TASK TO CARRY OUT:
Would you please print the data a second time, exactly as it stands?

• • • • •

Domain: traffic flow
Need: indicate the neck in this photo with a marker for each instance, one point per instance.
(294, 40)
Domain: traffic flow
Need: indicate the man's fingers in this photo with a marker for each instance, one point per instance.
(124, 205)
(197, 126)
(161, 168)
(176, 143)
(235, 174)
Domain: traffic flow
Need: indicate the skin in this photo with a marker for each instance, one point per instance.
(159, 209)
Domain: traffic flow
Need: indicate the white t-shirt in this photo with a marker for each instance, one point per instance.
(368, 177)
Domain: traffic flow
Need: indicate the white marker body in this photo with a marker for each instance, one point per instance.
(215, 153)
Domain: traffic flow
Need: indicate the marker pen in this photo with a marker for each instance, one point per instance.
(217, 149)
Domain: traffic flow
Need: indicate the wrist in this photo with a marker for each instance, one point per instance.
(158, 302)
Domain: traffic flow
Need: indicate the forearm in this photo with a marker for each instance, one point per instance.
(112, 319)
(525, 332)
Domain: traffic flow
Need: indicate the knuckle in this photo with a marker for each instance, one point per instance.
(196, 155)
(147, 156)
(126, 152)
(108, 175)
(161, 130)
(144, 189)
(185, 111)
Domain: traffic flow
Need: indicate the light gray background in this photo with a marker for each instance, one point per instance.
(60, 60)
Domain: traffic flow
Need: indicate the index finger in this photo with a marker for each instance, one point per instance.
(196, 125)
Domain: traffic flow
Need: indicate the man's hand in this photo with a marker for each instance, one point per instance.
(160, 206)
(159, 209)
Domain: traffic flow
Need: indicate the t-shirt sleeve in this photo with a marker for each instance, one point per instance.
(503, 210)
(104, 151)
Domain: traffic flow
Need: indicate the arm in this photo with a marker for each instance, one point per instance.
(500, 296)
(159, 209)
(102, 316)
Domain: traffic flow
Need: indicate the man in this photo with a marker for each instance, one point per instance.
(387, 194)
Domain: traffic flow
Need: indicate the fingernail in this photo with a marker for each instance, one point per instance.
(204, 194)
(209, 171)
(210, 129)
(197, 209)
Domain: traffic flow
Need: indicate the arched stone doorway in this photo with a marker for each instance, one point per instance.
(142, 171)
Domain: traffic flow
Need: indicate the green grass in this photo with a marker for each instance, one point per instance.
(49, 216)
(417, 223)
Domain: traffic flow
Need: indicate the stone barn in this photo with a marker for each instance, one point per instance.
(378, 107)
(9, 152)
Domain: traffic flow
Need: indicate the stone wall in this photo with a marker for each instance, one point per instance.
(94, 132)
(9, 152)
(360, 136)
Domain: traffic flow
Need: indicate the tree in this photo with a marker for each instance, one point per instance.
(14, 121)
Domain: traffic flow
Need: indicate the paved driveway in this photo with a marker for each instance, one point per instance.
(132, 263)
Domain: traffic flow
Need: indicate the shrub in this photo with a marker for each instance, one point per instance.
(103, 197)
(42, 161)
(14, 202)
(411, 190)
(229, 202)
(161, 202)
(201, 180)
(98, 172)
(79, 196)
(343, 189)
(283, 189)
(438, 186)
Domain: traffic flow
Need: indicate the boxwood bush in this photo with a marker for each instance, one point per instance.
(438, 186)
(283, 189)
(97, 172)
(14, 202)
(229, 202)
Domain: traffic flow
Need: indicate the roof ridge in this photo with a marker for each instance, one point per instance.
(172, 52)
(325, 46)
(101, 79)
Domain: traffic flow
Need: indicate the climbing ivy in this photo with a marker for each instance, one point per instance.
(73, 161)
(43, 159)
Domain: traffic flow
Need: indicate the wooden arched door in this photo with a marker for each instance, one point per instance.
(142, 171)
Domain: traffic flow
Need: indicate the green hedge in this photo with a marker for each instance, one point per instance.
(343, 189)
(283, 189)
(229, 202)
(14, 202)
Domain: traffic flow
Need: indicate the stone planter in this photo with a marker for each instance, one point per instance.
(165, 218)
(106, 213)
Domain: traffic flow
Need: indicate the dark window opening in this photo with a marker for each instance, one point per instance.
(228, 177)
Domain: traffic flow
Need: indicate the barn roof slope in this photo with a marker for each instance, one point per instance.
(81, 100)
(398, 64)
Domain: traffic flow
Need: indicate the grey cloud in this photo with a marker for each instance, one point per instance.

• • • • •

RESPONSE TO THIS EXERCISE:
Domain: traffic flow
Need: indicate the neck in this photo with a marker for each instance, one point per instance.
(294, 40)
Domain: traffic flow
Need: indicate the man's fingers in this photo with a marker for each instance, one point per instance.
(124, 205)
(197, 126)
(161, 168)
(176, 143)
(235, 174)
Domain: traffic flow
Need: indicate the skin in this photo with a marker for each instance, one point per instance.
(159, 209)
Domain: traffic flow
Need: indicate the white t-shirt in this photo with a marker for each instance, one point per instance.
(368, 177)
Domain: traffic flow
Need: indicate the white marker body in this photo with a marker for each instance, one point per instance.
(215, 153)
Domain: traffic flow
Need: indicate the marker pen in this photo with a marker for each instance, one point per instance.
(217, 149)
Domain: traffic flow
Need: indicate the wrist in this photo with a marker for each instance, one point per instance.
(158, 302)
Domain: traffic flow
Need: indicate the forearm in this photo with a marker for each instance, one point per instance.
(112, 319)
(525, 332)
Domain: traffic flow
Need: indicate the knuckle in this photo with a marker for each instance, one point per instance.
(196, 155)
(147, 156)
(126, 152)
(108, 175)
(161, 130)
(144, 189)
(185, 111)
Domain: traffic flow
Need: indicate the light gray background in this photo with a marker for each instance, one point per instance.
(60, 60)
Domain: traffic flow
Need: indicate the index finger in this photo with a marker for each instance, one point per instance.
(196, 125)
Domain: traffic flow
Need: indicate the man's hand in this photo with a marker for each instance, one point per instance.
(160, 206)
(159, 209)
Domain: traffic flow
Need: indicate the t-shirt sleeve in this photo with a marker for each instance, one point per instance.
(503, 210)
(104, 151)
Domain: traffic flow
Need: indicate the arm in this photo with a marker for each instance, one point per instance.
(500, 296)
(159, 209)
(102, 316)
Domain: traffic flow
Need: indicate the man in this photo with a marker for each instance, one point per instance.
(387, 194)
Domain: traffic flow
Need: indicate the fingernail in this photo with a marker for each instance, one point per instance.
(204, 194)
(209, 171)
(210, 129)
(197, 209)
Domain: traffic flow
Need: indicate the arched stone doorway in this photo with a marker for each instance, one point per instance.
(142, 171)
Domain: traffic flow
Need: indicate the green grass in this photo with a marker for each instance, one point per instance.
(49, 216)
(417, 223)
Domain: traffic flow
Need: indicate the stone barn in this photo with a marker for each instance, one point per instance.
(378, 107)
(9, 152)
Domain: traffic flow
Need: indicate the stone wall in this photo with a marker for each instance, one point per instance.
(94, 132)
(9, 152)
(360, 136)
Domain: traffic flow
Need: indicate the tree in this photo with a marker for each instance, one point per instance.
(14, 121)
Domain: traffic flow
Need: indicate the paved driveway in this photo with a marker for each instance, one point per instance.
(132, 263)
Domain: traffic flow
Need: indicate the shrub in this photo with a marker for each instance, one point per instance.
(103, 197)
(42, 161)
(14, 202)
(411, 190)
(229, 202)
(161, 202)
(201, 180)
(98, 172)
(79, 196)
(343, 189)
(283, 189)
(438, 186)
Domain: traffic flow
Need: indicate the boxwood bush in this photo with a marker for each instance, one point per instance.
(438, 186)
(283, 189)
(97, 172)
(14, 202)
(229, 202)
Domain: traffic flow
Need: indicate the roof ridge in this photo with a marker for each instance, one point per instance.
(172, 52)
(325, 46)
(101, 79)
Domain: traffic flow
Need: indicate the climbing ivy in this photo with a marker for each instance, one point per instance.
(73, 161)
(43, 159)
Domain: traffic flow
Need: indicate the wooden arched door in this photo with a marker for each instance, one point per instance.
(142, 171)
Domain: traffic flow
Need: indicate the green hedge in this photo with a marker for each instance, one point per instance.
(343, 189)
(283, 189)
(229, 202)
(14, 202)
Domain: traffic flow
Need: indicate the stone planter in this photo with a marker for each instance, one point per instance.
(165, 218)
(106, 213)
Domain: traffic flow
Need: indicate the dark window opening in this photo with a marker for each instance, one point per instance.
(228, 177)
Domain: traffic flow
Need: indicate the barn roof slope in this photo with a marker for each instance, one point per instance.
(81, 100)
(398, 64)
Domain: traffic flow
Need: indicate the grey cloud in this photo with a marker for each instance, one point per instance.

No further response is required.